Given instruction → Reproduce word for word the lines of the material below, starting with the line that contains "det: rippled sand texture" and going on through the line that contains "[872,293,896,316]".

Listing →
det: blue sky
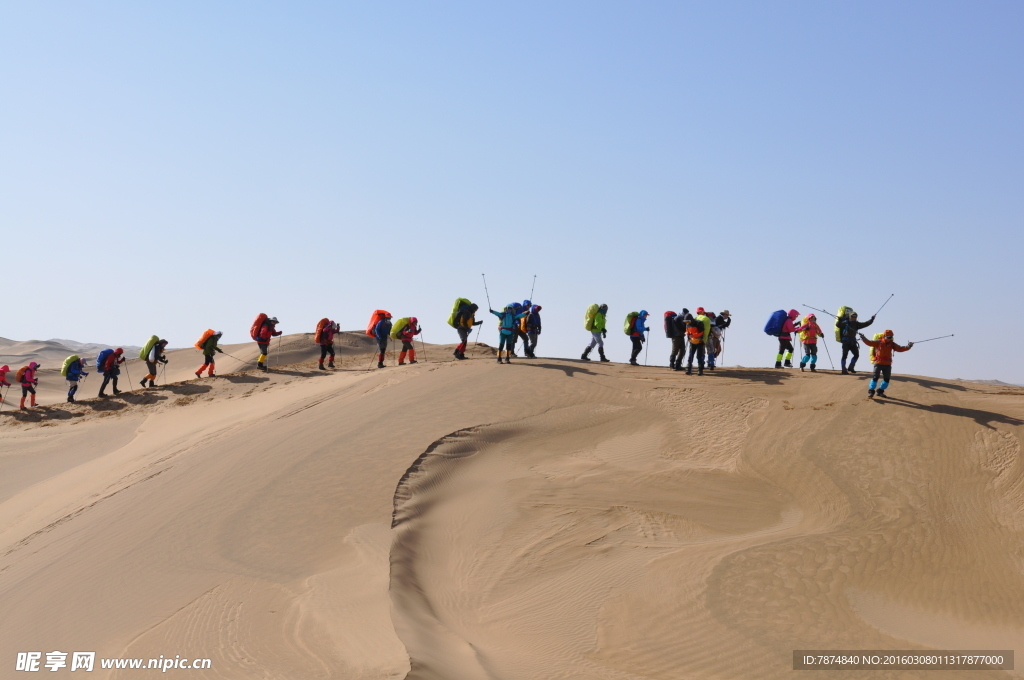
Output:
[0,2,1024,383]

--

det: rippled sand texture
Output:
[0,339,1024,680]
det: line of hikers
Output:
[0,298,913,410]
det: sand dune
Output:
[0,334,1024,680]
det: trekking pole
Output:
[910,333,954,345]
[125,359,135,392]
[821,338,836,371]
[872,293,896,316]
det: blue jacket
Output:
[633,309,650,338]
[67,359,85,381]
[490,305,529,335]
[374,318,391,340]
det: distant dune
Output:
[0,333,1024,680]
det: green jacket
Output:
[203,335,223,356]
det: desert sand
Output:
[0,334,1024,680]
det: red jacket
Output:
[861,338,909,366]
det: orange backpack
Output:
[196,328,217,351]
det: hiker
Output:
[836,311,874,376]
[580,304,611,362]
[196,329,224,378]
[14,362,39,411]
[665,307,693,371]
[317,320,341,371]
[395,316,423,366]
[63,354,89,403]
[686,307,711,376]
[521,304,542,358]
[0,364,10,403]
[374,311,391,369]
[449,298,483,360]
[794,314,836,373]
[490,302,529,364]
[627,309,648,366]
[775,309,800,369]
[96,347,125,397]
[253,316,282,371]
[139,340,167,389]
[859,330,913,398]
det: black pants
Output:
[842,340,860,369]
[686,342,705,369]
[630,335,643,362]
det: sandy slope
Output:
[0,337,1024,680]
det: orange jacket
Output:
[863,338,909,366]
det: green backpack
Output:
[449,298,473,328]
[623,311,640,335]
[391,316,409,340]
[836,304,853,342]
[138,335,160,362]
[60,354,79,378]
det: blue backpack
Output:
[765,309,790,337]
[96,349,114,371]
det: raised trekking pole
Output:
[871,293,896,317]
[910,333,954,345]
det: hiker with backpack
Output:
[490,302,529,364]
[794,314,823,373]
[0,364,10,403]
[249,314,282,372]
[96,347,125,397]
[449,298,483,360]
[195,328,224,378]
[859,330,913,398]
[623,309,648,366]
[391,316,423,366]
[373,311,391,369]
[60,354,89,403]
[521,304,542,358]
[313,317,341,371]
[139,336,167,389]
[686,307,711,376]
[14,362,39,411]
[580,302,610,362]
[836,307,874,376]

Answer to the task →
det: rippled sand texture
Output:
[0,339,1024,680]
det: line of hikers
Output:
[0,298,913,410]
det: sand dune
Output:
[0,334,1024,680]
det: trekking pole
Output:
[910,333,954,345]
[125,359,135,392]
[821,338,836,371]
[872,293,896,316]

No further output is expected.